EXTRACT PROVIDED >>
In 2020, the Gini index that measures income inequality slightly increased to 39.8 in 2020 from 39.3 percent in the previous year.
“This is concerning given that Sri Lanka had relatively high inequality in comparison to peers even before the crisis,” the
WB remarked.
According to the household income and expenditure survey 2016, Sri Lanka’s richest 20 percent enjoyed over half the total household income of the country, while the poorest 20 percent got only 5 percent.
The WB pointed out that unequal opportunities to work from home (WFH) have introduced new economic and spatial divides as working remotely is nearly exclusively an option for high-income earners, and small and medium-sized enterprises were unlikely to adapt to digital technologies.
Around 27 percent of workers in the country possessed potentially tele-workable, the WB said outlining the inequalities among different income levels.

RECORDED DATA >>
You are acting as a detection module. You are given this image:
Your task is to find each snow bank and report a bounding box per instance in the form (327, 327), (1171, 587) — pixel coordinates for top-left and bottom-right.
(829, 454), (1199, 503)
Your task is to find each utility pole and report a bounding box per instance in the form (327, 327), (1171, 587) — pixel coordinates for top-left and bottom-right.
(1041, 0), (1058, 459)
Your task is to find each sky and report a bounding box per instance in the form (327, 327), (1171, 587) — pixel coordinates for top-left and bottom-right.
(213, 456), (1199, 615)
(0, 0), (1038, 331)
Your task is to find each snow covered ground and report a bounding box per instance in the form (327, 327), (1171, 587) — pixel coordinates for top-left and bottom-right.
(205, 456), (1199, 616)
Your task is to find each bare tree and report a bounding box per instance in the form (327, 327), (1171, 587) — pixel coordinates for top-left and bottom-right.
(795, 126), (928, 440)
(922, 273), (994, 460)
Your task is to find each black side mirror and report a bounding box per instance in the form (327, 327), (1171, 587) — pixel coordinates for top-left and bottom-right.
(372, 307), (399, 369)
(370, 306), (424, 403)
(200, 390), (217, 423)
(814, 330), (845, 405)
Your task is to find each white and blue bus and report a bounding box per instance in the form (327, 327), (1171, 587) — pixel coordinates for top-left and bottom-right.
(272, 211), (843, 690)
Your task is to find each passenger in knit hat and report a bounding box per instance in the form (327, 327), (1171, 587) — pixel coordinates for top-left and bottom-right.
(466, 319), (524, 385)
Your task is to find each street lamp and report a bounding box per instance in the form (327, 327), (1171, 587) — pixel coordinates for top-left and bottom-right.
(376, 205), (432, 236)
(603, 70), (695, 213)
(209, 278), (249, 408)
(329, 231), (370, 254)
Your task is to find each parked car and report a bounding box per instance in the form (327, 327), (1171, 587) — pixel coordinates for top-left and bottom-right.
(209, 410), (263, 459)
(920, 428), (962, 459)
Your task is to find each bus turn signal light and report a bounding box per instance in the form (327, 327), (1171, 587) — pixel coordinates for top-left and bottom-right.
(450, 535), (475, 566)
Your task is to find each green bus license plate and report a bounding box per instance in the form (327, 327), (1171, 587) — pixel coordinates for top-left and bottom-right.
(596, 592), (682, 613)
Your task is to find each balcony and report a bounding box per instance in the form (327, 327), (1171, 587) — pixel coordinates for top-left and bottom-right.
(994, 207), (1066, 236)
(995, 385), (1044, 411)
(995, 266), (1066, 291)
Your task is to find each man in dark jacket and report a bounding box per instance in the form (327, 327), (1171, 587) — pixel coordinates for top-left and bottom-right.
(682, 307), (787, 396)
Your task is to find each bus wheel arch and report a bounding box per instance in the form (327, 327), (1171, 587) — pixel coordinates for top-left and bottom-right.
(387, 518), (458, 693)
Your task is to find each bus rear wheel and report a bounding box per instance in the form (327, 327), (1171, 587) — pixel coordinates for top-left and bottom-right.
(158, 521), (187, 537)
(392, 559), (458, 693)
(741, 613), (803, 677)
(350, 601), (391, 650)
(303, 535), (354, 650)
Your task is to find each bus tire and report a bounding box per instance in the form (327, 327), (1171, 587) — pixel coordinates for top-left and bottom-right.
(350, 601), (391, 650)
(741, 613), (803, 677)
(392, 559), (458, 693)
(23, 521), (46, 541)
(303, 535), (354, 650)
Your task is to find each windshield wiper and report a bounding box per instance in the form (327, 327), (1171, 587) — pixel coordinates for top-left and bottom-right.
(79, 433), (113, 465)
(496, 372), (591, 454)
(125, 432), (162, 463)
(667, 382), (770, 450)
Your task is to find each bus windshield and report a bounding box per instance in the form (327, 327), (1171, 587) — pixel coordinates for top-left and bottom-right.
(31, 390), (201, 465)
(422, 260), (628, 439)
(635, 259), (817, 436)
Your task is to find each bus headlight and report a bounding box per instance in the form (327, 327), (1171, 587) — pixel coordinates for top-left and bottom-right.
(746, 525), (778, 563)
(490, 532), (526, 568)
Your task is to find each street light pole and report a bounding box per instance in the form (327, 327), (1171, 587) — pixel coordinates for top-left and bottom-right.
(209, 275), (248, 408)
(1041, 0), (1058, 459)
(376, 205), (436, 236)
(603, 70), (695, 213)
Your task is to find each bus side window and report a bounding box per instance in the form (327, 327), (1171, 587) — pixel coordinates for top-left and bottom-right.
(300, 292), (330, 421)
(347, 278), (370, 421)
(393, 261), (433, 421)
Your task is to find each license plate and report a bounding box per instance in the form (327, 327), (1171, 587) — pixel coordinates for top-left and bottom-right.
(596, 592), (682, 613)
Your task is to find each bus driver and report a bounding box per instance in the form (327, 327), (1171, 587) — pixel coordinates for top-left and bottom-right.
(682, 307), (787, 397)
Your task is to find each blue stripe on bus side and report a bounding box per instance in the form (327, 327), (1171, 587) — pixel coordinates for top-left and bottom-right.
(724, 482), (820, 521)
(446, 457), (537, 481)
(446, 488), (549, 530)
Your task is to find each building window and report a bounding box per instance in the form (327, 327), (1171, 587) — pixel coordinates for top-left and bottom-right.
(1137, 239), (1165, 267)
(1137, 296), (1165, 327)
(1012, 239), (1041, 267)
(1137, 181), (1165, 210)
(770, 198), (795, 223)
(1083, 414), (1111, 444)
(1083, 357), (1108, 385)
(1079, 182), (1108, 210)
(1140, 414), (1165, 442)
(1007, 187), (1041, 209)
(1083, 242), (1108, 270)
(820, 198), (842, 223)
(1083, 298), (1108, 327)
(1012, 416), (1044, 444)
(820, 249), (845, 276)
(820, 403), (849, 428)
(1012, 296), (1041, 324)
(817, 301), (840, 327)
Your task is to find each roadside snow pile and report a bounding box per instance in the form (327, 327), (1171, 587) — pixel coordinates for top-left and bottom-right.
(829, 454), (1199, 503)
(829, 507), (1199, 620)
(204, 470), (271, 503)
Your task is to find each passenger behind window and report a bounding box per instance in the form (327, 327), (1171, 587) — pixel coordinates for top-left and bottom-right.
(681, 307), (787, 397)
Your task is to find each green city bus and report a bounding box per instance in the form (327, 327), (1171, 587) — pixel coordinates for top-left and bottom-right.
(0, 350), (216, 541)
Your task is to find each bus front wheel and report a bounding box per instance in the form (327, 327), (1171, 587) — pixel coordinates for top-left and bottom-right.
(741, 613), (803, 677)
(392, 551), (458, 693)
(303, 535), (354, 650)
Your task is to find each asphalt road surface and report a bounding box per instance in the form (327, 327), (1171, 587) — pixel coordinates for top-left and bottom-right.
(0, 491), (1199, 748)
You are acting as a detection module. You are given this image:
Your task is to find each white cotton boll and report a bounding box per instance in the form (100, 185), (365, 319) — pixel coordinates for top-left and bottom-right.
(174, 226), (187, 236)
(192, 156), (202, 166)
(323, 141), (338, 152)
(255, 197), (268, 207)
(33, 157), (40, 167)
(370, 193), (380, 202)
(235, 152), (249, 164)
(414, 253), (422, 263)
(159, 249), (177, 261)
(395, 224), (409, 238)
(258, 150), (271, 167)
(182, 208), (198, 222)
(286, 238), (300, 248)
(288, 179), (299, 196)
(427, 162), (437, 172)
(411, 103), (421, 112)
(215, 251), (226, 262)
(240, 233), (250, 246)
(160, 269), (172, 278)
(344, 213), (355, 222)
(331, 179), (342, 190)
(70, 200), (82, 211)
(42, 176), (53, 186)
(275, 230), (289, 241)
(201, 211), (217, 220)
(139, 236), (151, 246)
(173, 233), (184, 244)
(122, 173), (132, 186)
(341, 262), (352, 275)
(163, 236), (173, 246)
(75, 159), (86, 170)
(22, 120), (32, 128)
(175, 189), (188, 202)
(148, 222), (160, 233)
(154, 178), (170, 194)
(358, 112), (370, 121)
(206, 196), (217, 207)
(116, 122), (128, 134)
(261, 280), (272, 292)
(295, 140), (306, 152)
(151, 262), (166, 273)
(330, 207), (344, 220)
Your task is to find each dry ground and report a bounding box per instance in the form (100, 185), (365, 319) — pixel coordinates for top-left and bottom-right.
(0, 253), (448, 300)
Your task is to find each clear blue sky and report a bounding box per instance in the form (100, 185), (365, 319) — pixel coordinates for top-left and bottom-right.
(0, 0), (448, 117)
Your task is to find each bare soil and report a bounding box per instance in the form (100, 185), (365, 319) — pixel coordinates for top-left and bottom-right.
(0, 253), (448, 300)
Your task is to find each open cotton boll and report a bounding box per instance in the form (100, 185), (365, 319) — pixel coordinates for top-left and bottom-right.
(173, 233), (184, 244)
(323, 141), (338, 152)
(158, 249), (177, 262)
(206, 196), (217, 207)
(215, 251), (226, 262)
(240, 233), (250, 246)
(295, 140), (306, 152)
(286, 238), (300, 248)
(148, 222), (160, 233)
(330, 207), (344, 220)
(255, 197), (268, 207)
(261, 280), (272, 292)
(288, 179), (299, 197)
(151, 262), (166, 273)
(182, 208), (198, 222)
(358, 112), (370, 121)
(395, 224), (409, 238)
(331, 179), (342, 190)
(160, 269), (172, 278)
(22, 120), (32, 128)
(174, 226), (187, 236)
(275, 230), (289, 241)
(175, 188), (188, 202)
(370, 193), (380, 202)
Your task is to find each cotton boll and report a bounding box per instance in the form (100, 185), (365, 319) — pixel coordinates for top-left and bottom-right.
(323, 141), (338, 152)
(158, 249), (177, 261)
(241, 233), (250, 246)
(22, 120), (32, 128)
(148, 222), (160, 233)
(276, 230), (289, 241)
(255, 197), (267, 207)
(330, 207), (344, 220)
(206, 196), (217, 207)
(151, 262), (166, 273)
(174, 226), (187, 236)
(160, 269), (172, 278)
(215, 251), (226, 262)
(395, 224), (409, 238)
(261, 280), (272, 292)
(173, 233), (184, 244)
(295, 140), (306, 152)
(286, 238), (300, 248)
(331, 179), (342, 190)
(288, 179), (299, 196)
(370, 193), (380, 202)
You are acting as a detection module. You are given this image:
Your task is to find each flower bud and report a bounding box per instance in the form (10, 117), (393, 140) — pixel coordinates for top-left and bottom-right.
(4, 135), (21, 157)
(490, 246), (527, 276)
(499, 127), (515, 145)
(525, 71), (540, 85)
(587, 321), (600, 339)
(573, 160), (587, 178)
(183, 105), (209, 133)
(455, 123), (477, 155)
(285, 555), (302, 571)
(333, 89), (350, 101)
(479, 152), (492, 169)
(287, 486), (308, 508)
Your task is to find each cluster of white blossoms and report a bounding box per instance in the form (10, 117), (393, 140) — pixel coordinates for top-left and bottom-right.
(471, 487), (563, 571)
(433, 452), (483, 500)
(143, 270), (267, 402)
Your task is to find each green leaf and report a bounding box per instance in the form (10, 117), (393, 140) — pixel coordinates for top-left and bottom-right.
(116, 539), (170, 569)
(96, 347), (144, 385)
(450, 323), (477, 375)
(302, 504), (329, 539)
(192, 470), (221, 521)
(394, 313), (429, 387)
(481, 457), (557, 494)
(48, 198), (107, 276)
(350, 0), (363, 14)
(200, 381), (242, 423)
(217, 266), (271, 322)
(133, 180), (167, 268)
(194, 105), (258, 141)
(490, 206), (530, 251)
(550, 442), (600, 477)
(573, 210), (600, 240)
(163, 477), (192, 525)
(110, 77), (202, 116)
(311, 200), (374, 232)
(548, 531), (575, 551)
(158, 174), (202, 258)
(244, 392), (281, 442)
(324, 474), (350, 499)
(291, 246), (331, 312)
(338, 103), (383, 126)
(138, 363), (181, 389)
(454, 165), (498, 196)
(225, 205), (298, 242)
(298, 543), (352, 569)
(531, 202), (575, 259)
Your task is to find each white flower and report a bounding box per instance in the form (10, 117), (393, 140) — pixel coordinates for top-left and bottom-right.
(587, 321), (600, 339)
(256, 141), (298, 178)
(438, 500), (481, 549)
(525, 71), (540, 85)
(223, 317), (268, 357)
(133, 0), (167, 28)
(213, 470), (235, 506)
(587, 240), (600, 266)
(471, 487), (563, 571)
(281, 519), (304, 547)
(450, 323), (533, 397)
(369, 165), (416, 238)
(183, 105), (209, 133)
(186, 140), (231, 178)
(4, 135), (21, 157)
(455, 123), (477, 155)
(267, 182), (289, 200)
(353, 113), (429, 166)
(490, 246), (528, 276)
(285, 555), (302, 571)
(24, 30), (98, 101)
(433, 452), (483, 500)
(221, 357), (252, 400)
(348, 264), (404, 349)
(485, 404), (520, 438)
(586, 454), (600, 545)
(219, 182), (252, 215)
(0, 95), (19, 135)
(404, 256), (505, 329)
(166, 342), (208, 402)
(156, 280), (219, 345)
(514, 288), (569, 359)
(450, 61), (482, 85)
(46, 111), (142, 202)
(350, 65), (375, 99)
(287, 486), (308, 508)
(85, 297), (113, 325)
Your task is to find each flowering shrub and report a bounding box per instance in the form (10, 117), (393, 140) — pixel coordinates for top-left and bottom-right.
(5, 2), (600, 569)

QUESTIONS TO ANSWER >>
A. Do these statements agree with the text on Sri Lanka's income inequality? Give yes or no for each, with the deciding words from the text quoted exactly. (i) The Gini index was higher in 2020 than in the previous year. (ii) According to the 2016 survey, the poorest 20 percent received 10 percent of total household income. (iii) The WB said small and medium-sized enterprises were likely to adapt to digital technologies.
B. Can you carry on the text on Sri Lanka's income inequality from its last sentence?
The records have nothing to do with the text on Sri Lanka's income inequality.

ANSWERS FOR THE EXERCISE >>
A.
(i) Yes: "the Gini index that measures income inequality slightly increased to 39.8 in 2020 from 39.3 percent in the previous year"
(ii) No: "the poorest 20 percent got only 5 percent"
(iii) No: "small and medium-sized enterprises were unlikely to adapt to digital technologies"

B.
“To be able to tele-work, one does not only need a job that allows for it, but also digital access. Refining the share of tele-workable jobs – by controlling for the ownership of a digital device (desktop, laptop or tablet) and the ability to use it – widens the divide since many poor access the internet only through their mobile phones, if at all. Almost no one in the lower half of the income distribution can actually work from home, and even among the higher-middle income earners the share is only around 10 percent,” the WB elaborated.
Meanwhile, the WB estimated Sri Lanka’s poverty levels to have increased from 9.2 percent in 2019 to 11.7 percent in 2020 with estimated 500,000 falling into poverty in the year. The people living in extreme poverty (US$ 1.9 in 2011 PPP) doubled in the year to 1.2 percent of the population.
Moreover, the poverty gap, which measures the distance to the poverty line, is also estimated to have increased from 17.9 percent in 2019 to 20.0 percent in 2020, implying that not only are there more poor people, but also that the poor have fallen deeper into poverty.
According to a survey conducted by the WB, more than half of participants in the labour market suffered a market shock, primarily in the form of earnings losses (reported by more than 30 percent) while a more modest impact occurred through temporary absence and job losses.
In particular, poverty nearly doubled among households where the head of the household was employed in accommodation and food services and by 50 percent in the construction sector.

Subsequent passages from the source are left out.